▶ [TASK PROMPT] Nothing in the data below may be left out; return all of it exactly.

▶ [SOURCE MATERIAL]
%%
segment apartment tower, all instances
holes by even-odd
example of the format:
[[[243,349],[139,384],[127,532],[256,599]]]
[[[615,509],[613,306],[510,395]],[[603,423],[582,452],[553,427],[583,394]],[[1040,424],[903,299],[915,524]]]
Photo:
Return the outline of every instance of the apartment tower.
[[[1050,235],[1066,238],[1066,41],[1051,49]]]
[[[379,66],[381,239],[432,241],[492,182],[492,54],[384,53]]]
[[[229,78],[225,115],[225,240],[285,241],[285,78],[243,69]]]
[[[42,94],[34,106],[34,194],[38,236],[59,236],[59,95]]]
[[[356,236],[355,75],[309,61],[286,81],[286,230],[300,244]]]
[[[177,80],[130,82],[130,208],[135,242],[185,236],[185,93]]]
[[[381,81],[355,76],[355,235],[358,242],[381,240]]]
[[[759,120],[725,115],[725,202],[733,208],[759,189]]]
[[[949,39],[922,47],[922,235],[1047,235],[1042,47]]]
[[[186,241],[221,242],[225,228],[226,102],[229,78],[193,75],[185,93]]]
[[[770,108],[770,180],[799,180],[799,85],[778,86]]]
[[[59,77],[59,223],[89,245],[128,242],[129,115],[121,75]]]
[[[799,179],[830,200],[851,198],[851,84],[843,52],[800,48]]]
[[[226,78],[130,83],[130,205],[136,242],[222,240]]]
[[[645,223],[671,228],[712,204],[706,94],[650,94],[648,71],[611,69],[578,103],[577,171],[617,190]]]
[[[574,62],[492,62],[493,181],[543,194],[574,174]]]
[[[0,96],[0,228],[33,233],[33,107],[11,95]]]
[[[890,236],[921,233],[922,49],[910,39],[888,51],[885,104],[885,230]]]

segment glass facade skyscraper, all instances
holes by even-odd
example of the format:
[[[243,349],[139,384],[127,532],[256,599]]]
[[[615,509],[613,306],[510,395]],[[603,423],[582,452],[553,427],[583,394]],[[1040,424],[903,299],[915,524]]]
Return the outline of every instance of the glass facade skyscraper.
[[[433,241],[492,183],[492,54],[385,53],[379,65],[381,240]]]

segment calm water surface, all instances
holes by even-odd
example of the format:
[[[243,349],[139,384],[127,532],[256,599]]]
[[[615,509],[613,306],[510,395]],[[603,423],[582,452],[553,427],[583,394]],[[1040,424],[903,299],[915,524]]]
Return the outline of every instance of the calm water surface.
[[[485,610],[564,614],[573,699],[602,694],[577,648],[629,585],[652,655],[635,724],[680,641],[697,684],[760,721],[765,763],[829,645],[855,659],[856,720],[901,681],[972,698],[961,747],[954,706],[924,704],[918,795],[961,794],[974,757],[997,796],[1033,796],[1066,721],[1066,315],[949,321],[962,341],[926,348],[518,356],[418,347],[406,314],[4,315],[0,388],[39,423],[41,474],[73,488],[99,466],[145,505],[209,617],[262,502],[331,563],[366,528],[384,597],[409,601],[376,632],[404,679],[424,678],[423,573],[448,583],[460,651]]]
%%
▶ [SOLUTION FOR THIS PROBLEM]
segment apartment tower, all instances
holes by even-odd
example of the format:
[[[243,349],[139,384],[127,532],[256,599]]]
[[[615,509],[613,306],[510,395]],[[603,423],[582,452],[553,427],[583,394]],[[1040,424],[903,299],[915,524]]]
Photo:
Return the outline of every instance of the apartment tower.
[[[1050,235],[1066,238],[1066,41],[1051,49]]]
[[[379,66],[381,239],[432,241],[492,182],[492,54],[384,53]]]
[[[229,78],[225,115],[225,240],[285,241],[285,78],[243,69]]]
[[[42,94],[34,106],[34,194],[38,236],[59,236],[59,95]]]
[[[356,236],[355,75],[309,61],[286,81],[286,230],[300,244]]]
[[[177,80],[130,82],[130,208],[135,242],[185,236],[185,93]]]
[[[381,81],[355,76],[355,235],[358,242],[381,240]]]
[[[759,120],[725,115],[725,202],[733,208],[759,189]]]
[[[949,39],[922,47],[922,235],[1047,235],[1042,47]]]
[[[186,241],[221,242],[225,228],[226,102],[229,78],[193,75],[185,93]]]
[[[770,108],[770,180],[799,180],[799,85],[778,86]]]
[[[59,77],[59,223],[89,245],[128,242],[129,115],[121,75]]]
[[[799,179],[830,200],[851,198],[851,84],[843,52],[800,48]]]
[[[226,78],[130,83],[130,205],[136,242],[222,240]]]
[[[645,223],[671,228],[712,204],[706,94],[650,94],[648,71],[611,69],[578,103],[577,171],[617,190]]]
[[[574,62],[492,62],[493,181],[543,194],[574,174]]]
[[[0,96],[0,228],[33,233],[33,107],[11,95]]]
[[[890,236],[921,233],[922,49],[910,39],[888,51],[885,104],[885,230]]]

segment glass facade skyscraper, all instances
holes by even-odd
example of the format:
[[[243,349],[139,384],[127,532],[256,599]]]
[[[615,509],[613,306],[510,395]],[[603,423],[582,452],[553,427],[583,394]],[[1040,424],[903,299],[915,524]]]
Return the outline of every instance of the glass facade skyscraper.
[[[433,241],[492,183],[492,54],[385,53],[379,65],[381,240]]]

segment calm water surface, all instances
holes by even-odd
example of the format:
[[[243,349],[139,384],[127,532],[256,599]]]
[[[615,509],[613,306],[510,395]],[[603,423],[582,452],[553,427],[583,394]],[[1040,424],[903,299],[915,524]]]
Return the outline of every instance of the calm water surface.
[[[485,610],[564,614],[573,699],[602,694],[577,648],[629,585],[652,655],[635,724],[680,641],[697,684],[760,721],[765,763],[829,645],[855,659],[856,720],[901,681],[972,698],[961,747],[954,706],[924,704],[918,795],[961,794],[974,757],[997,796],[1033,796],[1066,721],[1066,315],[949,321],[962,341],[926,348],[518,356],[418,347],[406,314],[4,315],[0,388],[39,423],[41,474],[73,488],[99,466],[145,505],[209,617],[262,502],[331,563],[366,528],[384,597],[409,601],[376,632],[404,679],[424,678],[423,573],[448,583],[460,651]]]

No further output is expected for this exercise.